▶ [Try it]: Look through the listing below for the word "from" and copy every line where it occurs.

[Start of section]

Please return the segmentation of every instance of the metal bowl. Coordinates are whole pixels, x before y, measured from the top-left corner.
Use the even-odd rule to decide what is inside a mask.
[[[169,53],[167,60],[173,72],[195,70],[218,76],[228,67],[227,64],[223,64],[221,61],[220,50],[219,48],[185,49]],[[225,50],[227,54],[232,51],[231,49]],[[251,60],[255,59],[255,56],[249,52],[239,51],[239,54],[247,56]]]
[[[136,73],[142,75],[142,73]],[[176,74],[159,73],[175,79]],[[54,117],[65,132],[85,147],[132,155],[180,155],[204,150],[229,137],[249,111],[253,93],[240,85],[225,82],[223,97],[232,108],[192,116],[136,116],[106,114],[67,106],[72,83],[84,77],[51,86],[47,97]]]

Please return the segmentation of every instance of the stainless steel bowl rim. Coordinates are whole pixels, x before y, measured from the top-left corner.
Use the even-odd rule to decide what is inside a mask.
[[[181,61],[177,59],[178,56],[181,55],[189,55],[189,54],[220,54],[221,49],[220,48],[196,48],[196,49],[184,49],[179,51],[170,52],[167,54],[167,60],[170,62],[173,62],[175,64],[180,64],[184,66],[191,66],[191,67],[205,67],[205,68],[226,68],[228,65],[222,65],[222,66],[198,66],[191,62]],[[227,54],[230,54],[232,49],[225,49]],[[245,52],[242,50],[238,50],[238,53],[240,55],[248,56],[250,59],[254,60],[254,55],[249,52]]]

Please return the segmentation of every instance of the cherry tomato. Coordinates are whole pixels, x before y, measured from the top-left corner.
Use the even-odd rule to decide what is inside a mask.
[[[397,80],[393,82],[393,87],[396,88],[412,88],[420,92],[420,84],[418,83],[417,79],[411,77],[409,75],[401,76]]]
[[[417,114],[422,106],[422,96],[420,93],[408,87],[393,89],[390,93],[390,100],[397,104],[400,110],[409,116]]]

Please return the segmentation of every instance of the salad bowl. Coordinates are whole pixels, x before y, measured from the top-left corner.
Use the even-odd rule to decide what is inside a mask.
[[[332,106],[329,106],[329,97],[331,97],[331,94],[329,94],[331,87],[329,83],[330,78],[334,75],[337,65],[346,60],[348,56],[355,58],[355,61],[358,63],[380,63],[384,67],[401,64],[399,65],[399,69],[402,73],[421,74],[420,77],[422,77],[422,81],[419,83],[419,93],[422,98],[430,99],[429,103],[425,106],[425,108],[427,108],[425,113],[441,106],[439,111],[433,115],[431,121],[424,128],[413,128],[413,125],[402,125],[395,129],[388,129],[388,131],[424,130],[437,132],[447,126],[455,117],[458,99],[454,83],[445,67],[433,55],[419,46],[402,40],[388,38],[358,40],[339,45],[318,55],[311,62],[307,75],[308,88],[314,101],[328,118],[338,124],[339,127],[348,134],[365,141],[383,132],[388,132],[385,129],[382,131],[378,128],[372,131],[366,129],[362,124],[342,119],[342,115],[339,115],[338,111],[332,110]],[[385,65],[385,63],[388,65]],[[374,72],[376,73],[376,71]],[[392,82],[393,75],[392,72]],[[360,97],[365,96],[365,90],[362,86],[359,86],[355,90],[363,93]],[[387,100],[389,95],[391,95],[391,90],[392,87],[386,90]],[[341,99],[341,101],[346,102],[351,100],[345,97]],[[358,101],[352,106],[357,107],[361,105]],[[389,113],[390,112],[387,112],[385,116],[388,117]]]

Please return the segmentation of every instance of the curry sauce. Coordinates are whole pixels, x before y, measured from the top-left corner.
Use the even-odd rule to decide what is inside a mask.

[End of section]

▶ [Result of this exercise]:
Please return the segmentation of every instance of the metal bowl. Coordinates are whole pixels, x before y, measured from the top-left corner.
Please return the segmentation of every instance of the stainless steel bowl rim. Coordinates are whole pixels, x before y, measured from the top-left corner.
Please return the segmentation of every instance of the cherry tomato. Coordinates are whole pixels, x before y, measured from the top-left corner.
Please return the segmentation of every instance of the salad bowl. Coordinates are whole pixels, x before y, measured from the top-left corner.
Please return the segmentation of every instance of the curry sauce. Coordinates are whole pixels, x before y, measured from the top-left corner.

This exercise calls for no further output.